Mask labeling examples

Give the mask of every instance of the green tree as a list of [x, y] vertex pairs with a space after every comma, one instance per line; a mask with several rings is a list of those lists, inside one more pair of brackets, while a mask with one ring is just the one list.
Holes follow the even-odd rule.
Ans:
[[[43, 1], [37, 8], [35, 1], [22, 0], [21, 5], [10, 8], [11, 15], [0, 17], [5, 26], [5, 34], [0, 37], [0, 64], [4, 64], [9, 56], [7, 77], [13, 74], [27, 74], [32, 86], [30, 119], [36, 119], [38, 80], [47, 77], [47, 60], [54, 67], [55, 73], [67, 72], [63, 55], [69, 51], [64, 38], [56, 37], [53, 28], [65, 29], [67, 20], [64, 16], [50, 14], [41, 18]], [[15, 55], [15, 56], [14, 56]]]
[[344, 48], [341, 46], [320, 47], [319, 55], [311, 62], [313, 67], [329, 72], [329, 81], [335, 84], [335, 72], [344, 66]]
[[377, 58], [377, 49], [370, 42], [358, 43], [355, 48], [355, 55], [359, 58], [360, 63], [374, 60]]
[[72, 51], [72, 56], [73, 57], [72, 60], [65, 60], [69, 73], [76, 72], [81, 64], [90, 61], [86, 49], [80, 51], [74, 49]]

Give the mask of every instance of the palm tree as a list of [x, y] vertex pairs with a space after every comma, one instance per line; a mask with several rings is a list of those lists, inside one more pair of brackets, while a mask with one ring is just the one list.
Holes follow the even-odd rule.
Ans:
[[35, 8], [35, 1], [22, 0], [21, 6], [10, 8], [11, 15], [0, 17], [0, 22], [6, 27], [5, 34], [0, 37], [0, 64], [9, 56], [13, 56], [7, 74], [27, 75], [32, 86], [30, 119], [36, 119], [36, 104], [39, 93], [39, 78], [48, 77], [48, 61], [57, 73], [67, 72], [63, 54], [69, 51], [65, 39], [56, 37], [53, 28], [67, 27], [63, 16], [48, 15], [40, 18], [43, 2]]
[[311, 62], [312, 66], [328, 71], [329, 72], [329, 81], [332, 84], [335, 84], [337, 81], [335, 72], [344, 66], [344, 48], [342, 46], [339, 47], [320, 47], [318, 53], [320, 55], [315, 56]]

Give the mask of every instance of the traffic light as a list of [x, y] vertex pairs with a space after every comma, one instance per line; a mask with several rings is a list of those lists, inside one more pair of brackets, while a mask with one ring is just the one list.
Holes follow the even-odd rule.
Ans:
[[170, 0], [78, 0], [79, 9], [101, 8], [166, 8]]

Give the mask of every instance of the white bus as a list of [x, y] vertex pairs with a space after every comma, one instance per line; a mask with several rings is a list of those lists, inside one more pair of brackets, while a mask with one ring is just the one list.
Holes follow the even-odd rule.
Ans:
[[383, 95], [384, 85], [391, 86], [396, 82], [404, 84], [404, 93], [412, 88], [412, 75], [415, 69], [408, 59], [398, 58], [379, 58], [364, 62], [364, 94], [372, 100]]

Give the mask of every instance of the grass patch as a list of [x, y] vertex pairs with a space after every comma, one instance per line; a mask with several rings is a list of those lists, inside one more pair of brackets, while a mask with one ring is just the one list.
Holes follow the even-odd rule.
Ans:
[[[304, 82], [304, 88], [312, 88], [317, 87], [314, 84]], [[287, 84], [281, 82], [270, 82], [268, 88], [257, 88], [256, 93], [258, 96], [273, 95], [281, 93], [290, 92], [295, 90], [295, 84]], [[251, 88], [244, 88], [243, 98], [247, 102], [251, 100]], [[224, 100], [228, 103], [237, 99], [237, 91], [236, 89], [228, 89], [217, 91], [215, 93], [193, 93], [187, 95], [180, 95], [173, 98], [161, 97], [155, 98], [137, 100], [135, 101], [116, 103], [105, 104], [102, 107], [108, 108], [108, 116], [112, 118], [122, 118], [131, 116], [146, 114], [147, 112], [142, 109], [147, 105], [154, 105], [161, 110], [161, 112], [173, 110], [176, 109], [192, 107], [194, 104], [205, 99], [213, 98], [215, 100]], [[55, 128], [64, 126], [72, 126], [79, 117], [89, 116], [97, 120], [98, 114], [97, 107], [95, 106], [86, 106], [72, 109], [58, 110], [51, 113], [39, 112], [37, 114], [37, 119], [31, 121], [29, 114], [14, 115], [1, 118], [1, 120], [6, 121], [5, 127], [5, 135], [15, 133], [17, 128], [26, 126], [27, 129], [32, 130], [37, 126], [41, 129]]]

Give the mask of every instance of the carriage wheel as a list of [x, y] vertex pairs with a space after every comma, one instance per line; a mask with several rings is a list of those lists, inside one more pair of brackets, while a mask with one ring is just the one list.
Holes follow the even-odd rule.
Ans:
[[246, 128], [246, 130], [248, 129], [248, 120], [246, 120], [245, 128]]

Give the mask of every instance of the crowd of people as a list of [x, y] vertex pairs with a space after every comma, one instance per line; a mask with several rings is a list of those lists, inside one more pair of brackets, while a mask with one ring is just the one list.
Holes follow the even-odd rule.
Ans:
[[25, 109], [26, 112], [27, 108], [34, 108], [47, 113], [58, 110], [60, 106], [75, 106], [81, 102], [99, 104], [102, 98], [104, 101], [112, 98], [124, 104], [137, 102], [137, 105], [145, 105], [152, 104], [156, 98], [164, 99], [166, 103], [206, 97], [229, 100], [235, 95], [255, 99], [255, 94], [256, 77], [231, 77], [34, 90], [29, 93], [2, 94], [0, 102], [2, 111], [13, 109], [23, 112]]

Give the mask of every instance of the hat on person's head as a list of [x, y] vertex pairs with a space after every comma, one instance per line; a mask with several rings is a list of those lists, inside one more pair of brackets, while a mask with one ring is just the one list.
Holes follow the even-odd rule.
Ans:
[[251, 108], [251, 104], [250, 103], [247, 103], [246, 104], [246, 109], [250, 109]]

TASK
Copy every one of the entries above without any changes.

RESULT FOR THIS TASK
Give the mask of every instance of the green tree as a list of [x, y] vertex pairs with a space after every comma, one instance per line; a mask with several rings is a list of those lists, inside one more pair of brackets, while a mask with one ring is just the one list.
Holes follow the even-odd rule.
Ans:
[[[43, 1], [37, 8], [35, 1], [22, 0], [21, 5], [10, 8], [11, 15], [0, 17], [5, 26], [5, 34], [0, 37], [0, 64], [4, 64], [9, 56], [7, 77], [13, 74], [27, 74], [32, 86], [30, 119], [36, 119], [38, 80], [47, 77], [47, 60], [54, 67], [55, 73], [67, 72], [63, 55], [69, 51], [64, 38], [56, 37], [53, 28], [65, 29], [67, 20], [64, 16], [50, 14], [41, 18]], [[15, 55], [15, 56], [14, 56]]]
[[344, 48], [341, 46], [320, 47], [319, 55], [311, 62], [313, 67], [329, 72], [329, 81], [335, 84], [335, 72], [344, 66]]
[[377, 58], [377, 49], [370, 42], [358, 43], [355, 48], [355, 55], [359, 58], [360, 63], [374, 60]]
[[72, 51], [72, 56], [73, 57], [72, 60], [65, 60], [69, 73], [76, 72], [81, 64], [90, 61], [86, 49], [80, 51], [74, 49]]

Give the mask of every instance of the palm tree as a list of [x, y] vertex pairs with a space after every comma, one instance per line; a mask with several rings is a list of those lists, inside one more pair of brackets, while a mask with one ring is just the one list.
Holes follow the even-odd rule.
Ans:
[[35, 8], [35, 1], [22, 0], [21, 6], [10, 8], [11, 15], [0, 17], [0, 22], [6, 27], [5, 34], [0, 37], [0, 64], [9, 56], [13, 56], [7, 74], [27, 75], [32, 86], [30, 119], [36, 119], [36, 104], [39, 93], [39, 78], [48, 77], [48, 61], [57, 73], [67, 72], [63, 54], [69, 51], [65, 39], [56, 37], [53, 28], [67, 27], [63, 16], [48, 15], [40, 18], [43, 2]]
[[311, 62], [312, 66], [328, 71], [329, 72], [329, 81], [332, 84], [335, 84], [337, 81], [335, 72], [344, 66], [344, 48], [342, 46], [339, 47], [320, 47], [318, 53], [320, 55], [315, 56]]

Give the mask of every instance of the traffic light as a list of [x, y] vertex pairs with a space after every comma, one instance per line; a mask with several rings is a list of those lists, inside one more pair of brackets, while a mask with one ring is just the one list.
Holes follow the even-odd rule.
Ans:
[[170, 0], [78, 0], [79, 9], [101, 8], [166, 8]]

Give the mask of every instance of the white bus as a list of [x, y] vertex pairs with a space after every comma, one instance per line; a mask with several rings is a list of those lists, inside one more pair of brackets, while a mask with one ring is just the one list.
Holes follow the even-odd rule.
Ans:
[[383, 95], [384, 85], [391, 86], [396, 82], [404, 84], [404, 93], [412, 88], [412, 75], [415, 69], [408, 59], [398, 58], [379, 58], [364, 62], [364, 94], [372, 100]]

Give the mask of every instance of the grass patch as a list of [x, y] vertex pairs with a space after every comma, one instance per line; a mask with several rings is a list of those lists, inside one more pair of brackets, while a mask with one ring is just the one list.
Holes follow the even-odd rule.
Ans:
[[[304, 82], [304, 88], [312, 88], [317, 87], [314, 84]], [[287, 84], [281, 82], [270, 82], [268, 88], [257, 88], [256, 93], [258, 96], [273, 95], [281, 93], [290, 92], [295, 90], [295, 84]], [[251, 88], [244, 88], [243, 98], [247, 102], [251, 100]], [[224, 100], [228, 103], [237, 99], [237, 91], [236, 89], [228, 89], [217, 91], [215, 93], [193, 93], [187, 95], [180, 95], [173, 98], [161, 97], [155, 98], [137, 100], [135, 101], [116, 103], [105, 104], [102, 107], [108, 108], [108, 116], [112, 118], [122, 118], [131, 116], [146, 114], [147, 112], [142, 109], [147, 105], [154, 105], [161, 110], [161, 112], [173, 110], [176, 109], [192, 107], [194, 104], [205, 99], [213, 98], [215, 100]], [[55, 128], [64, 126], [72, 126], [79, 117], [89, 116], [97, 120], [98, 114], [97, 107], [95, 106], [86, 106], [72, 109], [58, 110], [51, 113], [39, 112], [37, 114], [37, 119], [31, 121], [29, 114], [14, 115], [1, 118], [1, 120], [6, 121], [5, 127], [5, 135], [15, 133], [17, 128], [26, 126], [27, 129], [32, 130], [37, 126], [41, 129]]]

Give the mask of every instance of the carriage wheel as a list of [x, y] vertex pairs with a space after every comma, one instance per line; a mask with several rings is a list of those lists, inside one more pair of brackets, while a mask with one ring is just the one list.
Holes follow the even-odd rule.
Ans:
[[246, 128], [246, 130], [248, 129], [248, 120], [246, 120], [245, 128]]

Give the mask of every instance of the crowd of people as a list of [x, y] vertex pairs with a space after every comma, one instance per line; a mask with several rings is a list of those lists, inside one more pair of brackets, while a mask with one ring is just the one list.
Holes follow the even-odd rule.
Ans:
[[25, 109], [26, 112], [27, 108], [34, 108], [47, 113], [58, 110], [60, 106], [75, 106], [81, 102], [99, 104], [102, 98], [104, 101], [112, 98], [124, 104], [137, 102], [137, 105], [145, 105], [152, 104], [156, 98], [164, 99], [166, 103], [206, 97], [229, 100], [235, 95], [255, 99], [255, 94], [256, 77], [231, 77], [34, 90], [29, 93], [2, 94], [0, 102], [2, 111], [13, 109], [23, 112]]

Give the mask of every instance of the hat on person's head as a list of [x, y] vertex pairs with a space after every comma, one instance per line; a mask with several rings is a list of those lists, inside one more pair of brackets, while a mask with one ring is just the one list.
Holes follow the even-odd rule.
Ans:
[[251, 108], [251, 104], [250, 103], [247, 103], [246, 104], [246, 109], [250, 109]]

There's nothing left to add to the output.